↓↓↓

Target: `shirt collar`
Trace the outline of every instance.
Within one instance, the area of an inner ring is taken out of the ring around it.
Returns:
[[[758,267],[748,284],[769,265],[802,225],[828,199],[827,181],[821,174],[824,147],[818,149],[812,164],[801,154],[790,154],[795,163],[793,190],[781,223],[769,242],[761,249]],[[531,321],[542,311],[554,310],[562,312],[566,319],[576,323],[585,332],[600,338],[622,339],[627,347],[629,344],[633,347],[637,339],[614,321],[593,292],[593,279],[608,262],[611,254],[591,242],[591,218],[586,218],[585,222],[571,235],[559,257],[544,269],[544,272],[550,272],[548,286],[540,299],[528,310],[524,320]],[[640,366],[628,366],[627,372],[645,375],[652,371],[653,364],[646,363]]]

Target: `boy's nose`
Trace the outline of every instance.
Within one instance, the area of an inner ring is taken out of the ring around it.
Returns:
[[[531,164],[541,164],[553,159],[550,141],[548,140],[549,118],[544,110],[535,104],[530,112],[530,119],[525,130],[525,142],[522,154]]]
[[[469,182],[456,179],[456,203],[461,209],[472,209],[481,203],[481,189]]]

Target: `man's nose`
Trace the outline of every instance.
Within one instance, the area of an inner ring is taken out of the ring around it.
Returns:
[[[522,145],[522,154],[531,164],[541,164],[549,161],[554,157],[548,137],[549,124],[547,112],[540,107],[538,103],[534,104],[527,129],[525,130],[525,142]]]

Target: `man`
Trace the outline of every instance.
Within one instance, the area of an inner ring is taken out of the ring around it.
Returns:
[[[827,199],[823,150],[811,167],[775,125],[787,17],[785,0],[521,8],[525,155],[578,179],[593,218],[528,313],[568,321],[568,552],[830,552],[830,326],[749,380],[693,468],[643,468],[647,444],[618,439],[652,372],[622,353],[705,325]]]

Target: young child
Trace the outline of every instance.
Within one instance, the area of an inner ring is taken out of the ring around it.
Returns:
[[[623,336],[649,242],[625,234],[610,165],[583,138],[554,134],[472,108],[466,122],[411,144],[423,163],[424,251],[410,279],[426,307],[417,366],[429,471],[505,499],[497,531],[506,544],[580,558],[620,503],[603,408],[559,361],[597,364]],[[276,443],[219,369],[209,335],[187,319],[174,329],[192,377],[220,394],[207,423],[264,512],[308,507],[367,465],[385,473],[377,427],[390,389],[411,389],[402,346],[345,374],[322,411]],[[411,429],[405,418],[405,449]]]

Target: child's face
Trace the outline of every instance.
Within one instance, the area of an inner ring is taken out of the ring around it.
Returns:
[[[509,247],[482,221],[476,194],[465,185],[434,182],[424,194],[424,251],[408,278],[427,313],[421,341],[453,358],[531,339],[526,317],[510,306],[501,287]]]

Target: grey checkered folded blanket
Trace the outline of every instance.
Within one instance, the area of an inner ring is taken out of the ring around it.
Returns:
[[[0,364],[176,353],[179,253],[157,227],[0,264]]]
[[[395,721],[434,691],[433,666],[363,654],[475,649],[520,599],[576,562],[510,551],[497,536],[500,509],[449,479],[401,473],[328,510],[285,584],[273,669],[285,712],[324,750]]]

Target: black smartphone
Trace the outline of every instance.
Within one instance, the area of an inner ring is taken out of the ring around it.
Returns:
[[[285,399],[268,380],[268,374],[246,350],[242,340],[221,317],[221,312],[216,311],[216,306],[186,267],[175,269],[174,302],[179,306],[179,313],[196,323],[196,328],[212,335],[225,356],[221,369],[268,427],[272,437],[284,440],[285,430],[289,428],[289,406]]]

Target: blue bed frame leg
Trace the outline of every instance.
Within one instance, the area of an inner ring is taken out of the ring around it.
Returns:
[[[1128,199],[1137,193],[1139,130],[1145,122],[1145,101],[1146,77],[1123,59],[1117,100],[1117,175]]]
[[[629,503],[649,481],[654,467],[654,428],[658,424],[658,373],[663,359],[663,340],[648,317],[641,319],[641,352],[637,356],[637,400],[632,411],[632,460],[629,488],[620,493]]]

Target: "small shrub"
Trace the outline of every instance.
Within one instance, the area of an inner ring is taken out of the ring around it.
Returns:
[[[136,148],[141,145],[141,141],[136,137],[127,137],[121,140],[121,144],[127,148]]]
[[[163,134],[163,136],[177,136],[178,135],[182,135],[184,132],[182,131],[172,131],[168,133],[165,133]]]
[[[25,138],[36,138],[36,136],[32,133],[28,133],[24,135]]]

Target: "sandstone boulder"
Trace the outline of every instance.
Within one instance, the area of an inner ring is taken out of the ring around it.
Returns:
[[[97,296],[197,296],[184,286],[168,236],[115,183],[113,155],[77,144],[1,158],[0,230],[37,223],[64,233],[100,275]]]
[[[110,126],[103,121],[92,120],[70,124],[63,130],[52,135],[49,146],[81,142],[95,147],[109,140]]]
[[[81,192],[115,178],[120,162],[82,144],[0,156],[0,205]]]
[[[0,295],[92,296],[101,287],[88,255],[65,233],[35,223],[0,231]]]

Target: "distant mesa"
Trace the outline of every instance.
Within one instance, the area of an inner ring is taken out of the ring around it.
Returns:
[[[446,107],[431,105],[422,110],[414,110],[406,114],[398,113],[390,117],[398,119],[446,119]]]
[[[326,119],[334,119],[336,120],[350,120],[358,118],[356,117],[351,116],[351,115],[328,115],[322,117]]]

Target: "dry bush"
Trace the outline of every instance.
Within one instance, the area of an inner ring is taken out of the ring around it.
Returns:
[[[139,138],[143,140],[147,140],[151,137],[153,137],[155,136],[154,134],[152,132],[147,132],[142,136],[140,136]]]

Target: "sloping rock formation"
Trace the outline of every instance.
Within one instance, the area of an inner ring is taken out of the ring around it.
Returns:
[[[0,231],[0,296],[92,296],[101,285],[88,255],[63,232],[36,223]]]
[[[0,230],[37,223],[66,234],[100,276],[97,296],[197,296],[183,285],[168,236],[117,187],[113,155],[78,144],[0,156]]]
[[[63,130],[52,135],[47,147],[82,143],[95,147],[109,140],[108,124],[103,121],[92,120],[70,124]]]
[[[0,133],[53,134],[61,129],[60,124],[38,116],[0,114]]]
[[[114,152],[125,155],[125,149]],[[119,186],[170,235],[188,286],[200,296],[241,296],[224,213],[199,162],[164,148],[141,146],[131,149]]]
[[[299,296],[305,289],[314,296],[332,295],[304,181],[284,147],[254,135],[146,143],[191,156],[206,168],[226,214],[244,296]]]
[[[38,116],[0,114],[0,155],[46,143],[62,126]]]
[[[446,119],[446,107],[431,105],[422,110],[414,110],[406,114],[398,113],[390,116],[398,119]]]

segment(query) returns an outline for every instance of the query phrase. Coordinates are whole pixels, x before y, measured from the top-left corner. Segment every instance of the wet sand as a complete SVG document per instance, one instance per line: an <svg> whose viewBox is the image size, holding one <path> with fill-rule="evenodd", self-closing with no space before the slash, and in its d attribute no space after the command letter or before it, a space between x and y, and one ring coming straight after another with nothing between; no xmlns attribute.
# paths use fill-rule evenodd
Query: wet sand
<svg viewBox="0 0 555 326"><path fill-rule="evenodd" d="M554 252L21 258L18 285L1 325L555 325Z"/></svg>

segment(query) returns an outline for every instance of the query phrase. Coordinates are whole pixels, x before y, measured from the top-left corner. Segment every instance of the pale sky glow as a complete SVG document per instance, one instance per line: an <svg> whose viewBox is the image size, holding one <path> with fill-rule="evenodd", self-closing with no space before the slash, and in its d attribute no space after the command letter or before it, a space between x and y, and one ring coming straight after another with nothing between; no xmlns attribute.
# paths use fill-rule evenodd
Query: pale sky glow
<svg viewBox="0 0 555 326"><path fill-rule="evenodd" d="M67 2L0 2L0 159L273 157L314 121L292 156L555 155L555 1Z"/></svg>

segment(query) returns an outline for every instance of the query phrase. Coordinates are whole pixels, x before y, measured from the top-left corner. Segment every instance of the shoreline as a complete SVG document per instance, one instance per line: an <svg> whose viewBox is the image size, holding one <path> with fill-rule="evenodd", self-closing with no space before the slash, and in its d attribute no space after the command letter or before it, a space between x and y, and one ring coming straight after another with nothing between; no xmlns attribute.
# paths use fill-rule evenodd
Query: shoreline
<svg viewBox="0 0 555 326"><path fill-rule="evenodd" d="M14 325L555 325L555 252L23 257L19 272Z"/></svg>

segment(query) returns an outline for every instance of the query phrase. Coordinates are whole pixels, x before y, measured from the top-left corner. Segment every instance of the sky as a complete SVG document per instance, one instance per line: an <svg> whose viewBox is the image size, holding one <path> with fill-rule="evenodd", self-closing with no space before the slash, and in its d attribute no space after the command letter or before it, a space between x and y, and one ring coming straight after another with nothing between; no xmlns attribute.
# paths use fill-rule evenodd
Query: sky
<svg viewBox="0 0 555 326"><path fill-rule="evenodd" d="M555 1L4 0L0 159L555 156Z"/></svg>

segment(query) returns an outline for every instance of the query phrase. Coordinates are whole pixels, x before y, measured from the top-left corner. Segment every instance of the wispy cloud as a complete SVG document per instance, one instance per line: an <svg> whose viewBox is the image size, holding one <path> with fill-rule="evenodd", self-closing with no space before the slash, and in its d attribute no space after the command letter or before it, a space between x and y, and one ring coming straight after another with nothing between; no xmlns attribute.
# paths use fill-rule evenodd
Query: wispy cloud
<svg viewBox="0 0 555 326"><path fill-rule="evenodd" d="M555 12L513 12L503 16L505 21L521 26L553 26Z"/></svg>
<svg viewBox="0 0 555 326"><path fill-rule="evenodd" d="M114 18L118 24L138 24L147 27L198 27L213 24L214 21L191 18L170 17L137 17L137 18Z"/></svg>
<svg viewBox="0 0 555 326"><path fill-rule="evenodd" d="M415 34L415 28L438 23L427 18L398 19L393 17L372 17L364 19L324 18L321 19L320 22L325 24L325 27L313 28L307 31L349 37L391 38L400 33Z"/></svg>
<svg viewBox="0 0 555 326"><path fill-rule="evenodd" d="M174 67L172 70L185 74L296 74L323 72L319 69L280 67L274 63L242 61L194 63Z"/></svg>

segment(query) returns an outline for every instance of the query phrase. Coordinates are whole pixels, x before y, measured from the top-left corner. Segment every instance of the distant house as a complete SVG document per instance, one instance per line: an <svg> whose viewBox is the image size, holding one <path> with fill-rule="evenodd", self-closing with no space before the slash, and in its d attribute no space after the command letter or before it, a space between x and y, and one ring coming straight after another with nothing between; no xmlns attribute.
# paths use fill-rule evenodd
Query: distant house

↑↑↑

Problem = Copy out the stretch of the listing above from the line containing "of the shoreline" through the line containing "325L555 325L555 252L23", keeping both of those lines.

Full output =
segment(query) returns an outline for every instance of the query phrase. Coordinates are whole pixels, x before y, measured from the top-left corner. Segment every instance of the shoreline as a complete SVG document per instance, one instance per line: an <svg> whose viewBox is the image size, holding one <path> with fill-rule="evenodd", self-closing with no space before the slash, and in its d attribute no space after the command letter or before it, a space between x and y, and one ring coming straight after another with nothing between; no xmlns attribute.
# paths use fill-rule evenodd
Query: shoreline
<svg viewBox="0 0 555 326"><path fill-rule="evenodd" d="M14 325L555 325L555 252L23 257L19 272Z"/></svg>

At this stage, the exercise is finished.